Excerpted passage:
========
Welcome to Ludan’s pages
Profile
15+ years of embedded systems experience. Skilled in software development and integration on embedded Linux and Android. In the past 5 years, I’ve been involved in machine/deep learning accelerated by heterogeneous computing, ideally with GPU (OpenCL, CUDA), FPGA, DSP. Nowadays, my project is to research and develop unsupervised learning for defect inspection.
Honors
- Award: I won the 3rd place in CUDA programming contest in September 2009, NVIDIA Taiwan. http://www.nvidia.com.tw/object/cuda_contest_main_tw.html

- Publication : Multiview encoder parallelized fast search realization on NVIDIA CUDA, Visual Communications and Image Processing (VCIP), 2011 IEEE. https://ieeexplore.ieee.org/abstract/document/6116010
Work Experience
-
HON HAI/Foxconn Technology Group (09/2019 - Present)
-
LIPS Technology (02/2016 - 09/2019)
Led a team of 6 to carry out several projects for proof of concept and mass production:

Project : 3D Hand Pose lower latency and higher accuracy compared to Leap Motion.
To bring your AR/VR experience to the next level, we are developing a CNN that smooths hand and finger tracking looks and feels more organic than ever. We organized every process, including a team for label engineering, creating 3D label tools and training a regression CNN model with fast and accurate design.
========
Items:
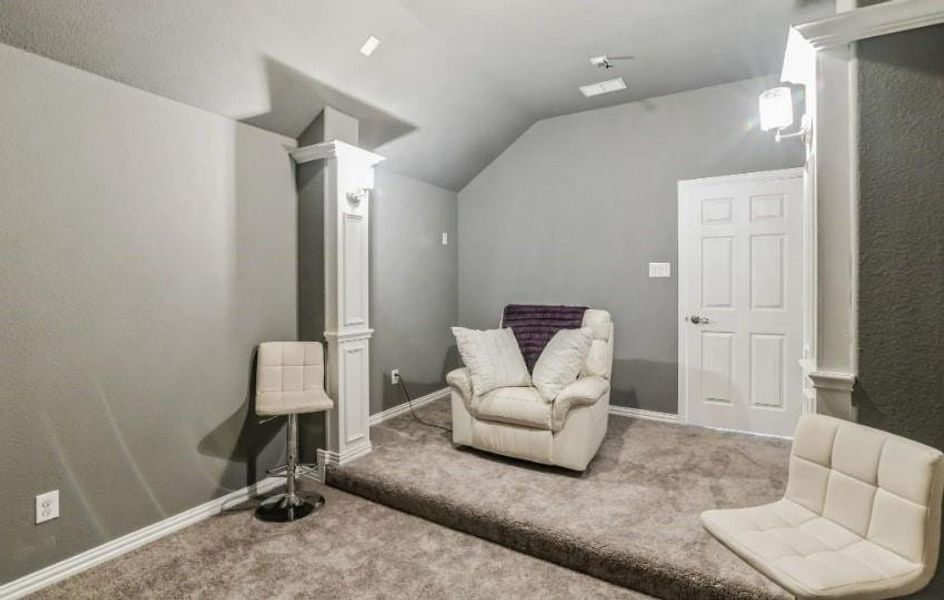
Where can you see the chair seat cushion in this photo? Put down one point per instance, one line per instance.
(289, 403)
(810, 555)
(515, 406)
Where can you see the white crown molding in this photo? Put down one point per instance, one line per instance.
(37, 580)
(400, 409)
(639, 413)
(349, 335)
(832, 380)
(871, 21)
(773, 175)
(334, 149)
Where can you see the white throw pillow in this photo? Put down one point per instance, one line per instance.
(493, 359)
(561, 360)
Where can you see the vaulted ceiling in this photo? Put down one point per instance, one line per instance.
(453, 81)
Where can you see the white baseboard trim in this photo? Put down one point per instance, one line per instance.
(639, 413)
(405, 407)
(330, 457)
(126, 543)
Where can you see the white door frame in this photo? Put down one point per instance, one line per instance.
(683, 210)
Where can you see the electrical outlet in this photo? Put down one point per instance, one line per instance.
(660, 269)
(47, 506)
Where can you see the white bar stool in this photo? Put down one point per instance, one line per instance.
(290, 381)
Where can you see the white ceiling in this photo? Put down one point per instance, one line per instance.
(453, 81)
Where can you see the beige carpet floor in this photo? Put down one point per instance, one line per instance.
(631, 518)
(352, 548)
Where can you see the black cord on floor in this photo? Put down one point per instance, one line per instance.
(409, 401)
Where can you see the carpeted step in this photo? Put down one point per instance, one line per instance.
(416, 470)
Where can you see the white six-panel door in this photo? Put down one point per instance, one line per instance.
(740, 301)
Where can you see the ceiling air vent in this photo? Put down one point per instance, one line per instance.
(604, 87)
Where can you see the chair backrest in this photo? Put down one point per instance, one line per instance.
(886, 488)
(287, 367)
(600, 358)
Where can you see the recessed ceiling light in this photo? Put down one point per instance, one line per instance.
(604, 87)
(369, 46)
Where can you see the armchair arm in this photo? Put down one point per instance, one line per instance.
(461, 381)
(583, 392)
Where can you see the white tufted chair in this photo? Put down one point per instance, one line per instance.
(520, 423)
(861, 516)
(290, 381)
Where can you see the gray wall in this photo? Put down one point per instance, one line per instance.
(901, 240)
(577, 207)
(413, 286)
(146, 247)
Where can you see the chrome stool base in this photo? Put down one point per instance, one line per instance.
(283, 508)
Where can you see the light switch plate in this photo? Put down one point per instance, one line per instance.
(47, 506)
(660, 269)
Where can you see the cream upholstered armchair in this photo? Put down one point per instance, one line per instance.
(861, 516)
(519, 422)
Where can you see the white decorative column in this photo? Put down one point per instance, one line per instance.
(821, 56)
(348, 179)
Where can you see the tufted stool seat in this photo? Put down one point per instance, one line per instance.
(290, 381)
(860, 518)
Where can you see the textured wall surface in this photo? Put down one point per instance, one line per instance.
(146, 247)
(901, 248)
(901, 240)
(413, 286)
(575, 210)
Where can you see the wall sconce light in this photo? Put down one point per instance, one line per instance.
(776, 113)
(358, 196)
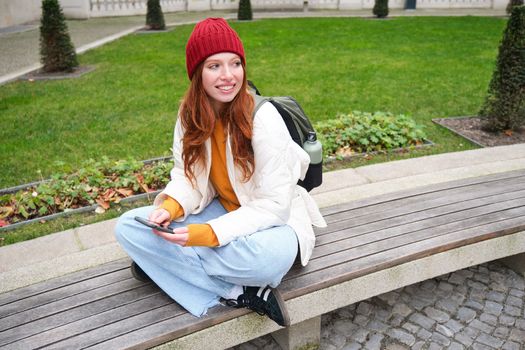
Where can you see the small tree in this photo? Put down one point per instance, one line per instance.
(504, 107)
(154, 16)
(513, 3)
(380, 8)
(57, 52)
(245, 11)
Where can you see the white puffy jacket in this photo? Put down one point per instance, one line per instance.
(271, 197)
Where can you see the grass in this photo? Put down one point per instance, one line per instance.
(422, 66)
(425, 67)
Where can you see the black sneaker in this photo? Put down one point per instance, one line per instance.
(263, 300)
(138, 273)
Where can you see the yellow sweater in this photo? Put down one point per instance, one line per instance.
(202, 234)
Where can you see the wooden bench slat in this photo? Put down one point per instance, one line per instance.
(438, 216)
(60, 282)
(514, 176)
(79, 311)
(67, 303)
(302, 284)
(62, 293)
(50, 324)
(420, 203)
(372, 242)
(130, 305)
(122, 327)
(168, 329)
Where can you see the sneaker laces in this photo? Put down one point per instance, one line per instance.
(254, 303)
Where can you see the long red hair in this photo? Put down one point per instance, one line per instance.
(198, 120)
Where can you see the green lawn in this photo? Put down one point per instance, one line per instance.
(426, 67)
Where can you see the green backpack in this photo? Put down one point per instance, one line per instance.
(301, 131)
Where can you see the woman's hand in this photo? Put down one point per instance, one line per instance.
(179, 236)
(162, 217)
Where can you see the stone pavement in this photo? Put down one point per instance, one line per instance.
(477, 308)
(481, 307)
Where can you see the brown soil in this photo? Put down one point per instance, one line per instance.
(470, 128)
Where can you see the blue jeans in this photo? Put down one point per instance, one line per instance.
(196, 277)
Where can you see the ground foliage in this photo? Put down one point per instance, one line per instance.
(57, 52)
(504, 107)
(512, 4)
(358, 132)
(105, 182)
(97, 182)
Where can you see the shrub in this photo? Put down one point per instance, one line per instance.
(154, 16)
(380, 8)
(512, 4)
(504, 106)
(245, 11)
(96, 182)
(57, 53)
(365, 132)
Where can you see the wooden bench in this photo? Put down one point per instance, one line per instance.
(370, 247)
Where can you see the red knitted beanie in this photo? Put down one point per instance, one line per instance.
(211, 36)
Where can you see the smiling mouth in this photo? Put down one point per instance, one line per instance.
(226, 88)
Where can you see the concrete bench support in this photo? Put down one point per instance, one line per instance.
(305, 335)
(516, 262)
========
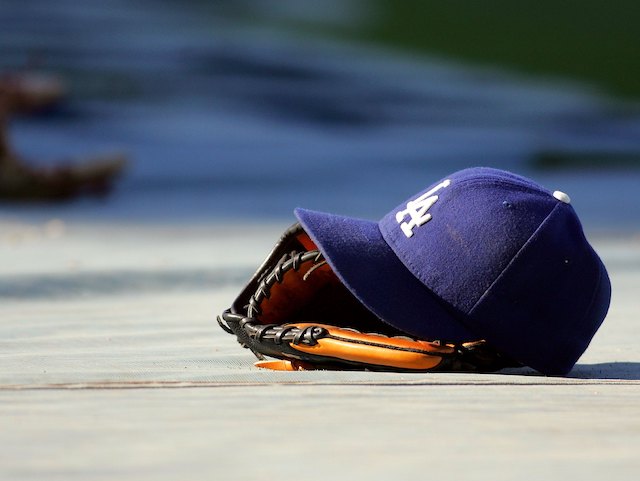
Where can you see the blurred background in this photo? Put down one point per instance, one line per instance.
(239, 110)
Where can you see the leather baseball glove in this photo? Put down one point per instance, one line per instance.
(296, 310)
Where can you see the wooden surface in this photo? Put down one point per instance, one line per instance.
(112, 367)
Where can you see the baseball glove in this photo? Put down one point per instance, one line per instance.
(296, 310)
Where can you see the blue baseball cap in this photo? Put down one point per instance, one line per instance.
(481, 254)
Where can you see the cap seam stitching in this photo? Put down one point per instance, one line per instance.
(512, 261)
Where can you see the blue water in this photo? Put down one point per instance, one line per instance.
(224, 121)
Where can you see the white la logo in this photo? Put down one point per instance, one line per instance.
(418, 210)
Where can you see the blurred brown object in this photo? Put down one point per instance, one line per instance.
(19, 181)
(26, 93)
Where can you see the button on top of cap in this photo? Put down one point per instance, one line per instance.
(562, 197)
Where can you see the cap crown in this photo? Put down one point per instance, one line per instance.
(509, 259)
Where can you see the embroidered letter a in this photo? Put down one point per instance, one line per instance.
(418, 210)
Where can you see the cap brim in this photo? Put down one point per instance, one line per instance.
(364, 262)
========
What you are asked to do: In the profile page, what place did Ludan win in the CUDA programming contest?

Answer in full: Third place